- SELECTION -
────

The CGOP is an evolving package as described in detail by Boukabara et al. (2016b). In brief the CGOP includes the G5NR developed by NASA (Putman et al. 2015); forward operators to simulate error-free observations—including the Community Radiative Transfer Model (CRTM; Chen et al. 2008; Ding et al. 2011) and the RO observation simulator developed by NOAA (Cucurull et al. 2013); an observation error addition procedure developed by NASA (Errico et al. 2013); and a DA system—the operational hybrid 3D- and 4D-ensemble variational (3DEnVar and 4DEnVar, respectively) GDAS developed by NOAA (Kleist and Ide 2015a,b).

The G5NR is a global atmospheric 7-km nonhydrostatic forecast from 16 May 2005 until 16 June 2007, forced by the observed sea surface temperature. NASA conducted extensive validation of the G5NR in comparison to reality (Gelaro et al. 2015). The G5NR is a very detailed simulation, including representations of extreme weather events (e.g., Reale et al. 2017). However, there are significant differences compared to reality as documented by Gelaro et al. (2015) and some that may be important in the OSSE context are listed by Boukabara et al. (2018). For example, because of diffusion added for computational stability, the effective resolution (Skamarock 2004) of the G5NR should be considered as several times coarser than its 7-km grid spacing (Gelaro et al. 2015, section 2.2).

The observation operators, described in brief by Boukabara et al. (2018), are the same for simulating observations for the OSSE and within the GDAS with exceptions noted in what follows. The microwave and infrared brightness temperatures (BTs) are simulated using the CRTM (Chen et al. 2008; Ding et al. 2011) and RO refractivities, and bending angles are simulated following Cucurull et al. (2013). Although these same observation operators are used in simulating observations from the G5NR and within the DA system, the preliminary spatial and temporal interpolation to the observation locations is not identical, since the spatial grids and time archiving are different. In general, but not in the present idealized study, errors are tuned and explicitly added to the simulated perfect observations following the method of Errico et al. (2013).

The CGOP includes the NOAA GDAS and forecast systems—the operational hybrid 3DEnVar and 4DEnVar GDAS with 80 ensemble members (Kleist and Ide 2015a,b). The current operational GDAS configuration (see NWS 2014) uses a 64-layer sigma–pressure hybrid coordinate, T1534 resolution for the deterministic forecast, T574 resolution for the 80-member forecast ensemble, and T574 resolution for the 4DEnVar analysis. The research version uses the same 64 vertical layers, but T670 resolution for the deterministic forecast and T254 resolution for the forecast ensemble used in the 3DEnVar or 4DEnVar. Note that the resolution of these components is given in terms of their spectral truncation. For example, T574 means triangular truncation at total wavenumber 574. See Table 3 in Boukabara et al. (2016b) for conversions to kilometers.

b. Experiment setup

Results shown below (sections 3 and 4) are for three of the four OSEs described by BGK and for three parallel OSSEs. These experiments examine two plausible future data configurations in the global observing system (GOS) that would result in data gaps, and BGK quantify the impacts of these changes in GOS configuration on the skill of the January 2015 NOAA GDAS, which then included the hybrid 3DEnVar. Of the four experiments conducted by BGK, the three experiments considered here are as follows:

  • cntrl-OSE: All observing systems used in the January 2015 operational implementation are included in the control configuration in this best-case experiment.

────

- DATA EXCERPT -
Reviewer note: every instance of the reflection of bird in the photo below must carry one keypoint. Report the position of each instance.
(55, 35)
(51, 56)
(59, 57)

────

- GIVEN PROBLEM -
Answer these from the CGOP passage:
1. What is the G5NR's grid spacing, and what period does it cover?
2. How many ensemble members does the GDAS use?
3. What resolution does the research version use for the deterministic forecast?

- SOLUTION FOR THIS EXERCISE -
1. 7 km, from 16 May 2005 until 16 June 2007.
2. 80.
3. T670.